__What you need to do__. Starting with the line that contains "Point out the road" and going on through the end of the material below, write out only those lines again, requests included, leaving the requests unchanged. Multiply every point coordinate in the answers by 0.6 and round each result to a whole number, rounding halves up.

__Records supplied__.
******

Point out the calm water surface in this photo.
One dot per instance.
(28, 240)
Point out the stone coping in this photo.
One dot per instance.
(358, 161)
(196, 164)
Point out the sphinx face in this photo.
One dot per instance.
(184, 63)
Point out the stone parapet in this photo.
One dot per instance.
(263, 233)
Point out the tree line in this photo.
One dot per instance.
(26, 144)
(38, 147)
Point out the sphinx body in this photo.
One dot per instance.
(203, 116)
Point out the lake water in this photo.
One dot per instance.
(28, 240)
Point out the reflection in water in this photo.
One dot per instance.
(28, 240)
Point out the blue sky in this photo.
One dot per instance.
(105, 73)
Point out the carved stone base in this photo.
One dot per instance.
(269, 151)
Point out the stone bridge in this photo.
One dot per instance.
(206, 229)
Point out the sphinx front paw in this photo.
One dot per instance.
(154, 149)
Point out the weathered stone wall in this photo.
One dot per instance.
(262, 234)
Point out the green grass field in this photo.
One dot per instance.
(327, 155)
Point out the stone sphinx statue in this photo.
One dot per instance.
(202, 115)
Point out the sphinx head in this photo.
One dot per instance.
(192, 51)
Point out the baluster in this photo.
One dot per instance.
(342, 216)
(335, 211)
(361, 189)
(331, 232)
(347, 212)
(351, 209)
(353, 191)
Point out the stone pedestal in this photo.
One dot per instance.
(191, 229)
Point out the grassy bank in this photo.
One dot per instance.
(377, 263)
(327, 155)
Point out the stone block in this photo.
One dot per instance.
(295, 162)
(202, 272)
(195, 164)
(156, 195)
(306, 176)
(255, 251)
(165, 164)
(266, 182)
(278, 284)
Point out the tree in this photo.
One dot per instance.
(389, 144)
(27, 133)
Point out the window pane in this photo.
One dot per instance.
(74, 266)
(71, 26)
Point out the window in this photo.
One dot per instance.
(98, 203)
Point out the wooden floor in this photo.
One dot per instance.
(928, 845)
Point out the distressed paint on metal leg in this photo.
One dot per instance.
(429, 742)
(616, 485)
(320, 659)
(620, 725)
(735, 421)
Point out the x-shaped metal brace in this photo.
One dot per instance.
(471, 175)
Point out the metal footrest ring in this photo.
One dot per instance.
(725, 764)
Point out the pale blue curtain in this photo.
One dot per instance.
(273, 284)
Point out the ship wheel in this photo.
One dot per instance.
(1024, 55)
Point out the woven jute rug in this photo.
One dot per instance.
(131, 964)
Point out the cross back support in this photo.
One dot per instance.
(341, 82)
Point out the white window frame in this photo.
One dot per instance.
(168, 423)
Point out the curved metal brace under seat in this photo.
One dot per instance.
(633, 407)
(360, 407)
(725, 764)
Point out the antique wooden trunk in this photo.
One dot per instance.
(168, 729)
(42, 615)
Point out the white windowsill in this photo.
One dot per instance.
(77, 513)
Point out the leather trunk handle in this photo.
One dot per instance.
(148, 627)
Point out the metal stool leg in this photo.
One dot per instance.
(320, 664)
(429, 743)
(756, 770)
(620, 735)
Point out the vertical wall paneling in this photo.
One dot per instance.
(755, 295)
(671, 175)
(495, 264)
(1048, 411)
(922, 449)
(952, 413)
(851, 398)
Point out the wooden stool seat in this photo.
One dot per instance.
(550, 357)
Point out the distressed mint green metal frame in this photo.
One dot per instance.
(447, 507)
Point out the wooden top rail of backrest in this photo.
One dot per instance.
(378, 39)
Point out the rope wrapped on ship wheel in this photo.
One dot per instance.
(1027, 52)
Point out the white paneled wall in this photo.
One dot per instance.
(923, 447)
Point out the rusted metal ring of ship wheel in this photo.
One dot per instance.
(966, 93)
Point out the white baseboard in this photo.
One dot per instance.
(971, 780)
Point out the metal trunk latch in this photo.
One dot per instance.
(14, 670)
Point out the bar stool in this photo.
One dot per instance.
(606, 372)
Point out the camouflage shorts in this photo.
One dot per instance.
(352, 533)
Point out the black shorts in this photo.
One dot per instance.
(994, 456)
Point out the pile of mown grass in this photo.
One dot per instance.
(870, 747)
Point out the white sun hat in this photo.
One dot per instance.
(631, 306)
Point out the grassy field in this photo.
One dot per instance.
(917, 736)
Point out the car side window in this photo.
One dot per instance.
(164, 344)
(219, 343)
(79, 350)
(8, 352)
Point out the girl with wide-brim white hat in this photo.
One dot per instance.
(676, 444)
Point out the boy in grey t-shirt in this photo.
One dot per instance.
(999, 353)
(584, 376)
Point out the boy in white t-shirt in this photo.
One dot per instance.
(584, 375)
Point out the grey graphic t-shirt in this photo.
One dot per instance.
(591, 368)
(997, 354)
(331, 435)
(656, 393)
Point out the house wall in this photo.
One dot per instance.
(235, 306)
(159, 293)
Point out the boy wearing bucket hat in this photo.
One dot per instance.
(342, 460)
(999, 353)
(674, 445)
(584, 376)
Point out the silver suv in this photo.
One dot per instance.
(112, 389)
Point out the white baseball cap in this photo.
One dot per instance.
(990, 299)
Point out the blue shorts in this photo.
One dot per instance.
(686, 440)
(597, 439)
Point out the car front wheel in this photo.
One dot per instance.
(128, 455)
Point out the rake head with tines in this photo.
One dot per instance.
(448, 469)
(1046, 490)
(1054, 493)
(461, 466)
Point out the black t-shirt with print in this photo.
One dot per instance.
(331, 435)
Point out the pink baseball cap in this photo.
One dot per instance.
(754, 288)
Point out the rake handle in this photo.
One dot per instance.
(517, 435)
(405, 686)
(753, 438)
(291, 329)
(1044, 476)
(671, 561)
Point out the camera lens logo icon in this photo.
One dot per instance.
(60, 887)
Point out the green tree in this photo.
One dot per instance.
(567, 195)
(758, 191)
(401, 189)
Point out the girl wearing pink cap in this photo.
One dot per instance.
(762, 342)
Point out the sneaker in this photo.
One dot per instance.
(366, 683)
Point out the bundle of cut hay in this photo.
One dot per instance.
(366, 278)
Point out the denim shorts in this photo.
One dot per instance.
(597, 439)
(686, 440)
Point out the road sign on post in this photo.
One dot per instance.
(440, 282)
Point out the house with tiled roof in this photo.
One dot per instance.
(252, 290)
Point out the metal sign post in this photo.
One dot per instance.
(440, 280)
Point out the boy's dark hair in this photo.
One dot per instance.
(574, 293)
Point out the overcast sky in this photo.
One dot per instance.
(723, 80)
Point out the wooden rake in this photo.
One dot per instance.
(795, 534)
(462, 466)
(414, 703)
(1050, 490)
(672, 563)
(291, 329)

******

__Complete answer__.
Point out the road sign on post in this photo.
One dot per instance.
(264, 169)
Point out the house with tiled roof in this photo.
One dot per instance.
(151, 174)
Point out the metal sign post in this photo.
One dot per instance.
(264, 168)
Point out the boy's dark hair in this photo.
One dot per instance.
(344, 176)
Point out the overcast sky in this photo.
One dot per instance.
(434, 48)
Point out the wooden rake in this photo.
One dot per instance.
(477, 320)
(277, 280)
(248, 422)
(630, 294)
(403, 338)
(175, 197)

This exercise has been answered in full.